Region pointing data
BEGIN

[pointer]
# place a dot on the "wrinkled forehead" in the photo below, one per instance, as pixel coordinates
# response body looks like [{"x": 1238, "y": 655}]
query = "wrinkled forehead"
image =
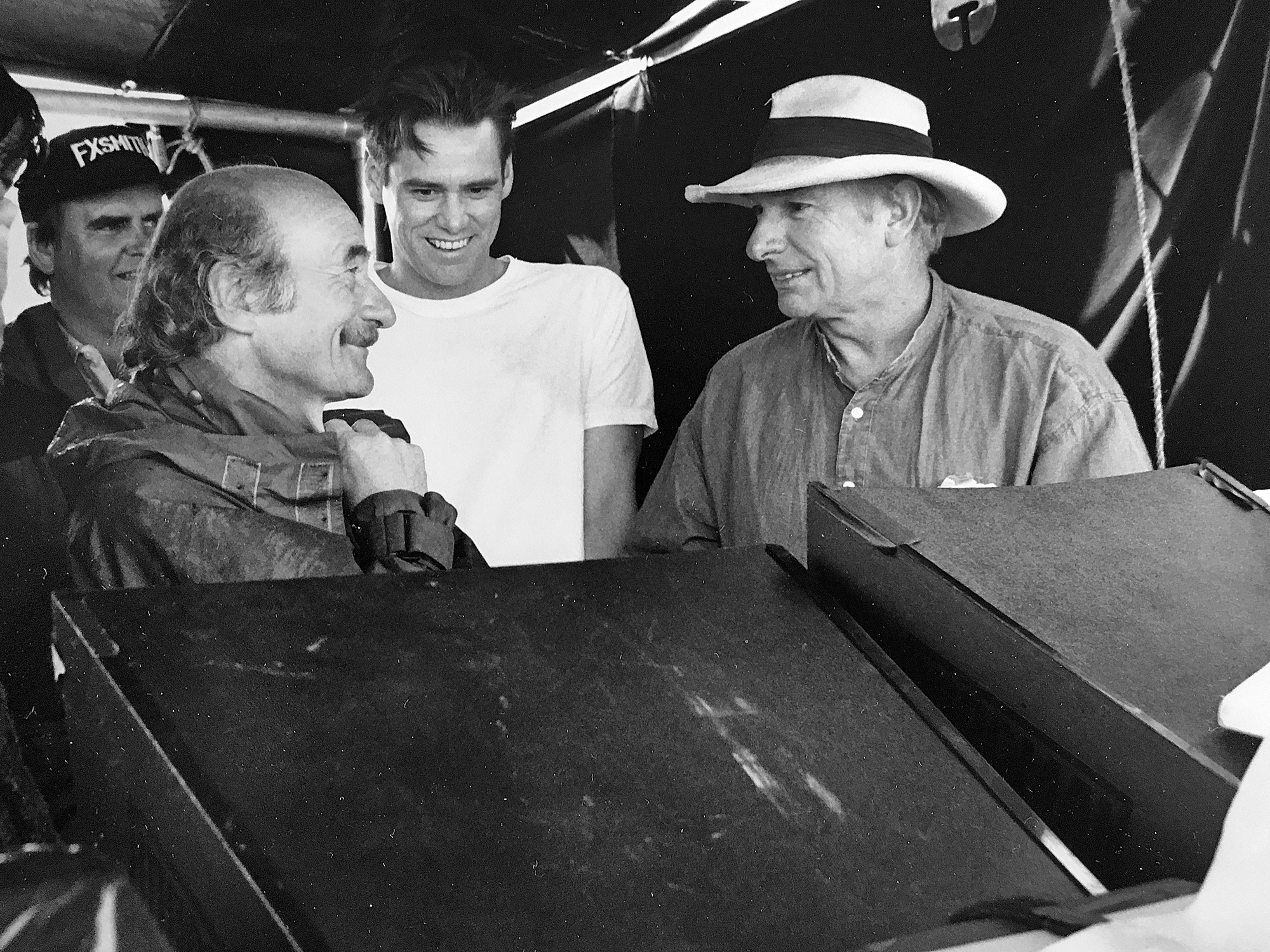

END

| DESCRIPTION OF THE TASK |
For the string "wrinkled", work out how many lines of the data contain it; answer with the number alone.

| REPLY TO THE TASK |
2